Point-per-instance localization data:
····················

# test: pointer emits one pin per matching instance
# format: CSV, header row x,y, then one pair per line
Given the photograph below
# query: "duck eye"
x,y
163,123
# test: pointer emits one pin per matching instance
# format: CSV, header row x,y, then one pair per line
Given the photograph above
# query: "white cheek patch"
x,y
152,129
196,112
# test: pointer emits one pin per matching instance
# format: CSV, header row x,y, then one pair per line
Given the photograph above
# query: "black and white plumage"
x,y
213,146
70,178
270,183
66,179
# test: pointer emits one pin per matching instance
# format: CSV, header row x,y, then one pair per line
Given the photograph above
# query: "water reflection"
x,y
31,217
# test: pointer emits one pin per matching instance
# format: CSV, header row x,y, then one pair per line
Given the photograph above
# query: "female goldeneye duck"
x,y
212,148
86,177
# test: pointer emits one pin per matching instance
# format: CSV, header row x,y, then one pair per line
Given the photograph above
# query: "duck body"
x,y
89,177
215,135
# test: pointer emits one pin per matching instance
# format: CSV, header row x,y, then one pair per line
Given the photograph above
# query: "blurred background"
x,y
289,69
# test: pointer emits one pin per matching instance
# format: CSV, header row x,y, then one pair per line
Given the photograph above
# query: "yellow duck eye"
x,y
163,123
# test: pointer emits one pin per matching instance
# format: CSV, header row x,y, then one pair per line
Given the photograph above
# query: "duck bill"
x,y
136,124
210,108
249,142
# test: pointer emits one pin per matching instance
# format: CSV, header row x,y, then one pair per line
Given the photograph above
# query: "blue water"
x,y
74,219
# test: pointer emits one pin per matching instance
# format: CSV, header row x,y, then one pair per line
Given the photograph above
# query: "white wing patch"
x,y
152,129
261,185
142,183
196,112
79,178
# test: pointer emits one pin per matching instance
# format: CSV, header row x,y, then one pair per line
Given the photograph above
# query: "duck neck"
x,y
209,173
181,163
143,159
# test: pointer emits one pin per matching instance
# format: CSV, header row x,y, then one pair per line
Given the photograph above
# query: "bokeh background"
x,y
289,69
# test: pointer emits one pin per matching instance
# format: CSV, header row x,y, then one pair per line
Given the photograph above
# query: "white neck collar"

····················

• Exercise aim: Return the records exactly, character for character.

• Result of the task:
# test: pointer emits one pin per matching instance
# format: CSV, header row x,y, then one pair per line
Given the photograph below
# query: "duck eye"
x,y
163,123
# test: pointer emits one pin per matching instance
# format: CSV, header row x,y, then one pair per line
Given the photograph above
# query: "white cheek patch"
x,y
152,129
196,112
# test: pointer emits one pin per matching instance
# format: CSV, header row x,y, then one pair per line
Given the photograph above
# query: "black and white plumage"
x,y
213,146
70,178
270,183
66,179
# test: pointer emits one pin per matching instance
# format: CSV, header row x,y, then one pair per line
Given the photograph above
# query: "water reflection"
x,y
31,217
# test: pointer emits one pin per matching instance
# format: CSV, header row x,y, then one pair per line
Given the photograph above
# query: "female goldeneye duck"
x,y
212,148
86,177
# test: pointer emits one pin per matching instance
# format: CSV, header row x,y, then one pair per line
Given the photograph above
# query: "duck body"
x,y
89,177
215,135
# test: pointer emits one pin per matching instance
# format: CSV, header row x,y, then one pair per line
Given the photograph above
# query: "blurred background"
x,y
289,69
# test: pointer emits one pin per matching instance
# format: CSV, header row x,y, then one pair per line
Given the photograph above
# query: "yellow duck eye"
x,y
163,123
# test: pointer emits one pin per matching instance
# format: CSV, header row x,y, then one pair per line
Given the photograph above
# query: "duck bill"
x,y
136,124
210,108
249,142
# test: pointer emits one pin per matching instance
# format: CSV, header row x,y, then one pair per line
Given the photograph above
# query: "blue water"
x,y
74,219
# test: pointer emits one pin per matching instance
# format: CSV, header row x,y, then one pair per line
Given the photograph above
# query: "white wing patch"
x,y
152,129
261,185
142,183
196,112
79,178
# test: pointer emits one pin per matching instance
# format: CSV, header row x,y, then one pair per line
Given the photograph above
# query: "duck neck"
x,y
209,173
181,163
143,159
# test: pointer emits one pin per matching instance
# format: CSV, header row x,y, then one pair per line
Given the photograph above
# query: "bokeh background"
x,y
289,69
# test: pointer emits one pin per matching instance
# format: CSV, header row x,y, then one pair per line
Given the photograph above
# query: "white neck collar"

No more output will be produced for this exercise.